**Vorliegender Text:**
Die Geschichte gefällt mir gut.
Viel alte Menschen kommen mit der heutigen, hektischen Zeit nicht mehr klar.
Meiner Meinug nach, hast du die Gefühle dieser alten Frau sehr gut beschrieben.
Man kann gut nachvollziehen wie einsam sie sich ohne den Sohn fühlt. Ihr fehlt eine Aufgabe in ihrem Leben.

Da ich noch neu hier bin, kann ich zu deinem Stil nicht viel sagen. Nur, daß ich deine Geschichte sehr flüßig lesen konnte.

Gruß, Leia

 

Jaja, net schlecht.
Lässt sich flüssig lesen. Nur ein paar Absätze hätten noch mit hineingekonnt. Dann lässt's sich noch flüssiger lesen.
Guter erzähl Stil! Muss ich schon sagen.
Alles in zusammen: 6!
War nur ein Scherz :D

Ich fand die Geschichte cool. :cool:
Bis irgendwann mal.

**Schriftliche Aufgabe 1:** Prüfe anhand des vorliegenden Textes, ob die Aussagen (a) bis (c) zutreffen. (a) Leia gibt an, noch neu hier zu sein. (b) Im Kommentar, der mit „Jaja, net schlecht.“ beginnt, wird empfohlen, weniger Absätze zu setzen. (c) Die alte Frau fühlt sich ohne den Sohn einsam. Beantworte jede Aussage mit Ja oder Nein und zitiere die entscheidenden Worte des Textes wörtlich.

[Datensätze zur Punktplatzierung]

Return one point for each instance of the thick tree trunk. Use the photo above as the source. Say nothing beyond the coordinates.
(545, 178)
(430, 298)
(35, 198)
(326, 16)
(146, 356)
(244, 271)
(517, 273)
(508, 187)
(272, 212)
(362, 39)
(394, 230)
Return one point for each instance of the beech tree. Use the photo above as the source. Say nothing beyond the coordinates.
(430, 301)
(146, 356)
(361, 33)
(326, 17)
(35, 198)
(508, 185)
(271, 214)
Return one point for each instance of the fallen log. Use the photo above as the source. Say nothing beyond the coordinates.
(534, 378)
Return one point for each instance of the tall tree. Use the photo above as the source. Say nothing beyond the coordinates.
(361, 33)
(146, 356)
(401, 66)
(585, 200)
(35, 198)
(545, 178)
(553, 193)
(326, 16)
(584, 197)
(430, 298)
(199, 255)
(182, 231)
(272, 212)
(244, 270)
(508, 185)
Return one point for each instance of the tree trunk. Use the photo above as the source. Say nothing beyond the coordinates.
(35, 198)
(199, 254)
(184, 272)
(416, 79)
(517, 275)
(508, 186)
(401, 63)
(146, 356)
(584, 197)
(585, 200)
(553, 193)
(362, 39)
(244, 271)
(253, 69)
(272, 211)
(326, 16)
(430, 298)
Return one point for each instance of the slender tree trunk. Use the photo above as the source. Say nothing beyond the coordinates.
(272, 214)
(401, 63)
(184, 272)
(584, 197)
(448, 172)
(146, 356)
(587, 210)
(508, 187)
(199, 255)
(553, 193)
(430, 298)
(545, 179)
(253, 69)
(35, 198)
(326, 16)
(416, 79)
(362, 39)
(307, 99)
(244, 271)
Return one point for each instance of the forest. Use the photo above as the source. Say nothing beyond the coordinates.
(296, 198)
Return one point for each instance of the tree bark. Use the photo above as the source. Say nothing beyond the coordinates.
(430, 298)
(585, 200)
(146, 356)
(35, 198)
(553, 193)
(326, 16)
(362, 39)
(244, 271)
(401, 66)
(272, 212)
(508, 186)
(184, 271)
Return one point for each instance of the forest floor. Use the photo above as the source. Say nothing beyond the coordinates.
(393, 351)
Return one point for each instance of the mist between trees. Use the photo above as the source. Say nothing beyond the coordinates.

**Schriftliche Aufgabe 2:** Zähle die Zeilen der obigen Datensätze, in denen das Wort „forest“ vorkommt, und nenne nur die Zahl.

**Vollständige Antwort 1:**
(a) Ja: „Da ich noch neu hier bin“
(b) Nein: „Nur ein paar Absätze hätten noch mit hineingekonnt.“
(c) Ja: „wie einsam sie sich ohne den Sohn fühlt“

**Vollständige Antwort 2:** 2